> [Written problem] Please gather every line of the material below that contains the string "stem". Case counts.

> [Rows from a pointing dataset]
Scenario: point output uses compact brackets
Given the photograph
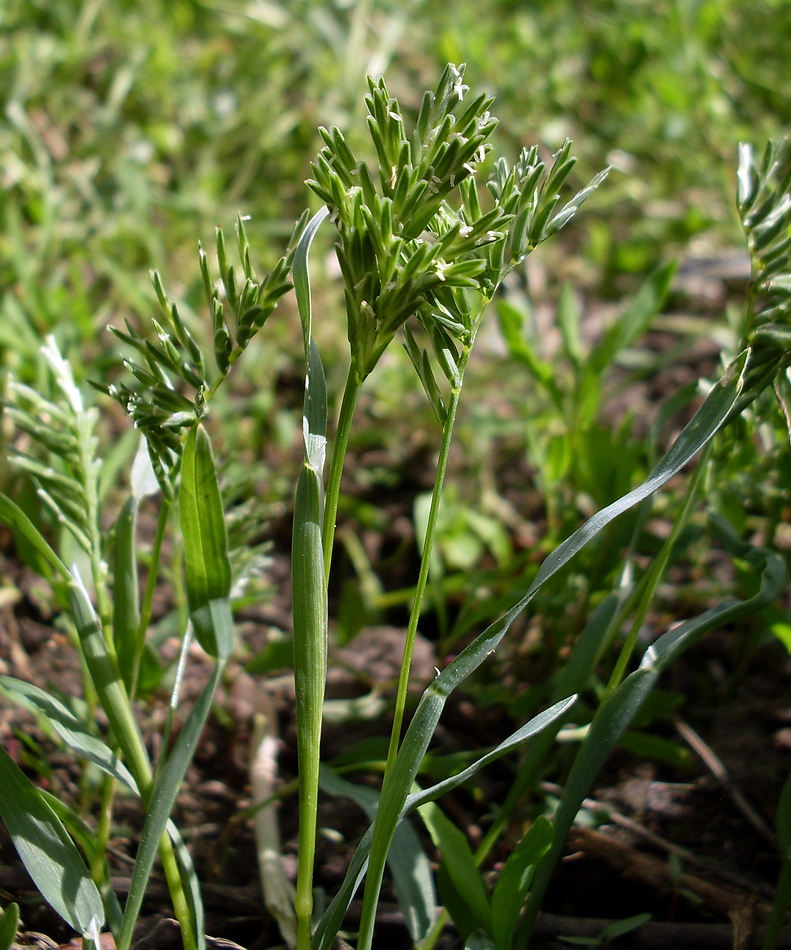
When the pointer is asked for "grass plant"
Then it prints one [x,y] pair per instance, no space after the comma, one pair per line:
[427,233]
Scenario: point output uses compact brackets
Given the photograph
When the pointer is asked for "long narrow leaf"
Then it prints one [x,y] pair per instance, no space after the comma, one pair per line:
[618,710]
[706,422]
[13,516]
[163,795]
[46,850]
[309,588]
[407,860]
[9,923]
[515,878]
[108,683]
[126,594]
[69,728]
[633,323]
[208,567]
[459,864]
[423,724]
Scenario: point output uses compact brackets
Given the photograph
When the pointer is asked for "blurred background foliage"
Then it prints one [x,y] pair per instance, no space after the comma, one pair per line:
[129,130]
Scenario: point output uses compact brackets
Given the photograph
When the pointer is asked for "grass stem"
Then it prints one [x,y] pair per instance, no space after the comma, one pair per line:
[425,565]
[350,396]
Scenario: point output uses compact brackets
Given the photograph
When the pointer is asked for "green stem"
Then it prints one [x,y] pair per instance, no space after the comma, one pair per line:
[425,564]
[657,572]
[151,582]
[350,396]
[99,857]
[779,905]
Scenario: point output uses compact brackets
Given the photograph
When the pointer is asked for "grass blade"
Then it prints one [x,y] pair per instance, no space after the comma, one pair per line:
[9,924]
[69,728]
[706,422]
[514,882]
[160,805]
[126,595]
[205,546]
[46,850]
[310,591]
[407,860]
[13,516]
[462,872]
[632,324]
[618,710]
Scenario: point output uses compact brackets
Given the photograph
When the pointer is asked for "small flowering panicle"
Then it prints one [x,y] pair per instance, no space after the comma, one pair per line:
[175,383]
[396,242]
[764,204]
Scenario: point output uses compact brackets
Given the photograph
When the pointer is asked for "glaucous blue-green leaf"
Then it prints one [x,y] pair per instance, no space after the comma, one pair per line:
[514,882]
[459,864]
[407,860]
[160,805]
[46,850]
[69,728]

> [Output for this exercise]
When the pointer is asked for "grass stem"
When the pointer is asked for "green stem"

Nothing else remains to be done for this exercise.